# INSTRUCTIONS FOR THE TASK
Locate every line in the records below that contains the word "bolt" and copy each such line. Case counts.

# SUPPLIED RECORDS
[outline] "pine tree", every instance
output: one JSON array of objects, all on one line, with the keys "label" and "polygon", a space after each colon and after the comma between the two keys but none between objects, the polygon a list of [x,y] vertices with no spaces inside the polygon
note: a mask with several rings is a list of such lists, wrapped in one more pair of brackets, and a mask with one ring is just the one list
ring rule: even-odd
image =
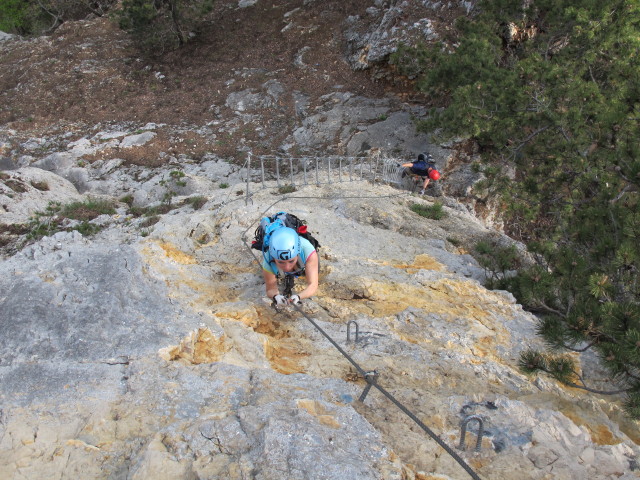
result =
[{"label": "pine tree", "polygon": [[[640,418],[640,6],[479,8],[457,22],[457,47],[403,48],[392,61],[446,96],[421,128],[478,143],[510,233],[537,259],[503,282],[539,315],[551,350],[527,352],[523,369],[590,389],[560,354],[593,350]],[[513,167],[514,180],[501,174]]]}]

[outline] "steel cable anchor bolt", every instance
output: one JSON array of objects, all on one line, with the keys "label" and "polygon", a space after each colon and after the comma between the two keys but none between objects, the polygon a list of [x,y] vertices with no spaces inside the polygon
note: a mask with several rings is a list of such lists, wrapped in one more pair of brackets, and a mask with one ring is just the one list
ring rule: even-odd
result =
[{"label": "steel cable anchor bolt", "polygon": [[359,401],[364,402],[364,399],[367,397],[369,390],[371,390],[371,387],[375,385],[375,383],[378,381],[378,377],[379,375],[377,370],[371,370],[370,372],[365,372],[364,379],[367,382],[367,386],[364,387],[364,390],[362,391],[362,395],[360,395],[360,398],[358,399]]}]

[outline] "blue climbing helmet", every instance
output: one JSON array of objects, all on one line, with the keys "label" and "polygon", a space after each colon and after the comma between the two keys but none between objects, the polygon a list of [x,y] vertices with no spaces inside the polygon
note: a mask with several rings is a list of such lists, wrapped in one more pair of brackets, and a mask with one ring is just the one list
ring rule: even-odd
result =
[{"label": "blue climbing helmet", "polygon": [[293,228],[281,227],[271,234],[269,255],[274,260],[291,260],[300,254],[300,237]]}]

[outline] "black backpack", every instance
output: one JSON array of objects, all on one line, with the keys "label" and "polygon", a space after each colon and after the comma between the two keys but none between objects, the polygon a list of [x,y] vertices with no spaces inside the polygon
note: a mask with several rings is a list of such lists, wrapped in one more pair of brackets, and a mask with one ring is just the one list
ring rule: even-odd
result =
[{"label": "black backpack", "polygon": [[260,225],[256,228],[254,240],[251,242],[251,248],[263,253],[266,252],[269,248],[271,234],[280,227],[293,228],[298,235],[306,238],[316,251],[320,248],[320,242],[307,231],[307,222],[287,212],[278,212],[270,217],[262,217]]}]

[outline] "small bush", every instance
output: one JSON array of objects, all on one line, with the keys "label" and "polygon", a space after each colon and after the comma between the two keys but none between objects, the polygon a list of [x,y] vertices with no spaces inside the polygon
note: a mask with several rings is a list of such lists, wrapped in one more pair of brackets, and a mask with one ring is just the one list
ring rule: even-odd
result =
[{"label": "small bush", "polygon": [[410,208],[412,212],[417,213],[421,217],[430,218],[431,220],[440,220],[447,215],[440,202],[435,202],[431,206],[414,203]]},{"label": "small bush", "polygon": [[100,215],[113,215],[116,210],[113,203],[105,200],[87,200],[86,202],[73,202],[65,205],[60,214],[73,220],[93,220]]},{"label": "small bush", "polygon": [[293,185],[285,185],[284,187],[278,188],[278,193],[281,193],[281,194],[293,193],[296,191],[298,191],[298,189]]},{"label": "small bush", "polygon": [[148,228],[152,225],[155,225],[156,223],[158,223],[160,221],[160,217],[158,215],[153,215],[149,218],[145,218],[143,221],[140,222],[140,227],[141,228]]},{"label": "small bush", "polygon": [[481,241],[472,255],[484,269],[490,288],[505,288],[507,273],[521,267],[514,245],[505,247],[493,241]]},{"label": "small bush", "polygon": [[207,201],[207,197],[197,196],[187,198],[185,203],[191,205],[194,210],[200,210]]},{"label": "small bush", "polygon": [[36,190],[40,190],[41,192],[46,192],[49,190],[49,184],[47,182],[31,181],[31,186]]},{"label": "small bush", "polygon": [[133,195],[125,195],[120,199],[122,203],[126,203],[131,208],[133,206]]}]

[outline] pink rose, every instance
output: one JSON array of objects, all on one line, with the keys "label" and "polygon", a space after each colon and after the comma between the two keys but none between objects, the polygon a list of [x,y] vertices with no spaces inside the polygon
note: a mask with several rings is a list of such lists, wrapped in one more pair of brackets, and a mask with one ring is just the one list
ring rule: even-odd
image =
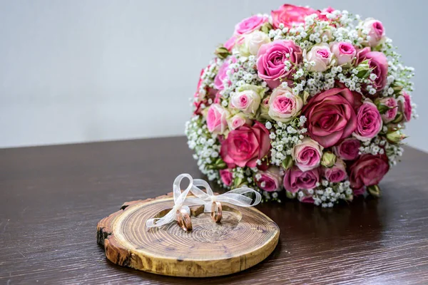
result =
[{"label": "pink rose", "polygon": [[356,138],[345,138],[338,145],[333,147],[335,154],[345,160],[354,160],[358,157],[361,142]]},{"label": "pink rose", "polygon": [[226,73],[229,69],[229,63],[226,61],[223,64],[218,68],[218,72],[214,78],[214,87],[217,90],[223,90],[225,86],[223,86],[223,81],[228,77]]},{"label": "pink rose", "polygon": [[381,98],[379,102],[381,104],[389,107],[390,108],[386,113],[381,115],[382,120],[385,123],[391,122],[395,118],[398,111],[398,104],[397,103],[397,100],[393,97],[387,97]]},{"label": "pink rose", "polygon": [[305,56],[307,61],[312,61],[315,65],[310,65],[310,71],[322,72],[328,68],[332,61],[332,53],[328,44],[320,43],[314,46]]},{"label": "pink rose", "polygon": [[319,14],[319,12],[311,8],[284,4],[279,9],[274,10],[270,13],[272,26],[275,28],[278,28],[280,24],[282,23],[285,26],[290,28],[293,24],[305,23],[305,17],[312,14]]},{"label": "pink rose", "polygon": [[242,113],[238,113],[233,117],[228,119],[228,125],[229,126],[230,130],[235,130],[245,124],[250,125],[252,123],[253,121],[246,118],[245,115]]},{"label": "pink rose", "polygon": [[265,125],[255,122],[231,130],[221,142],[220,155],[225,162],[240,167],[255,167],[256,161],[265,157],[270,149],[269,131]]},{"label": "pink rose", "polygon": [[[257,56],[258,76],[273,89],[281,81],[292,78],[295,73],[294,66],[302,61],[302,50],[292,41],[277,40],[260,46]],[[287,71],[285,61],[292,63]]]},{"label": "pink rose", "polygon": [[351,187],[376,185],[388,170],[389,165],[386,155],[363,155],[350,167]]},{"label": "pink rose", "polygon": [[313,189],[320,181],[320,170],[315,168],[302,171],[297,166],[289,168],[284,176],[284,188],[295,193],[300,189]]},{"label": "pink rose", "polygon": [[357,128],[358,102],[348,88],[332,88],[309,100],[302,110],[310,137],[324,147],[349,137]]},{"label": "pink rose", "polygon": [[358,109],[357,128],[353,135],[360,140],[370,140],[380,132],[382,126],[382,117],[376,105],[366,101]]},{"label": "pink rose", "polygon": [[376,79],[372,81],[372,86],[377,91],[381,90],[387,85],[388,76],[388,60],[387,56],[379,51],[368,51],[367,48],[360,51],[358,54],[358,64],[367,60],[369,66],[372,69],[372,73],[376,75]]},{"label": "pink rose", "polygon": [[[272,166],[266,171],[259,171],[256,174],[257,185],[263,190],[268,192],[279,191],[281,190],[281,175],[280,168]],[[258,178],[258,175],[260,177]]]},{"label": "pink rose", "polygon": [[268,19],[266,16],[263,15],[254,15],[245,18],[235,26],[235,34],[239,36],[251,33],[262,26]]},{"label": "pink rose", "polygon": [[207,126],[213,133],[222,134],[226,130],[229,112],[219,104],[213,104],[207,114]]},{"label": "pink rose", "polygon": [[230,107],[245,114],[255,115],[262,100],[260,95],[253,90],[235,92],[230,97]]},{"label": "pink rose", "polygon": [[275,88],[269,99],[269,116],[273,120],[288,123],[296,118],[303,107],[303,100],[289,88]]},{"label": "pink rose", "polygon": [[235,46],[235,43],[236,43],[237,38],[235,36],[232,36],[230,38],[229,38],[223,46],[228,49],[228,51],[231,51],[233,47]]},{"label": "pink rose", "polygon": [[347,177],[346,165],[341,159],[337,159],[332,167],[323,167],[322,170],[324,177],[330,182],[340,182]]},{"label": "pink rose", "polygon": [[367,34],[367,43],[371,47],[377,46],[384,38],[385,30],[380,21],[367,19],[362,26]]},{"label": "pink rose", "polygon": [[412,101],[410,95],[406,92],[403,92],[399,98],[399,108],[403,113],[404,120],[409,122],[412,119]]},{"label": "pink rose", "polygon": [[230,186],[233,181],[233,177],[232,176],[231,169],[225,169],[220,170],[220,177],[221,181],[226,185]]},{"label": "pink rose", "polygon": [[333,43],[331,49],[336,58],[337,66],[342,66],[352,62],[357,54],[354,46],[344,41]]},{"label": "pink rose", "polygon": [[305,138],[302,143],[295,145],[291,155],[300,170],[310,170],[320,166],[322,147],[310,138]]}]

# EXERCISE OUTPUT
[outline] "steel cable anchor bolt", every instance
[{"label": "steel cable anchor bolt", "polygon": [[359,401],[364,402],[364,399],[367,397],[369,390],[371,390],[371,387],[375,385],[375,383],[378,381],[378,377],[379,375],[377,370],[371,370],[370,372],[365,372],[364,379],[367,382],[367,386],[364,387],[364,390],[362,391],[362,395],[360,395],[360,398],[358,399]]}]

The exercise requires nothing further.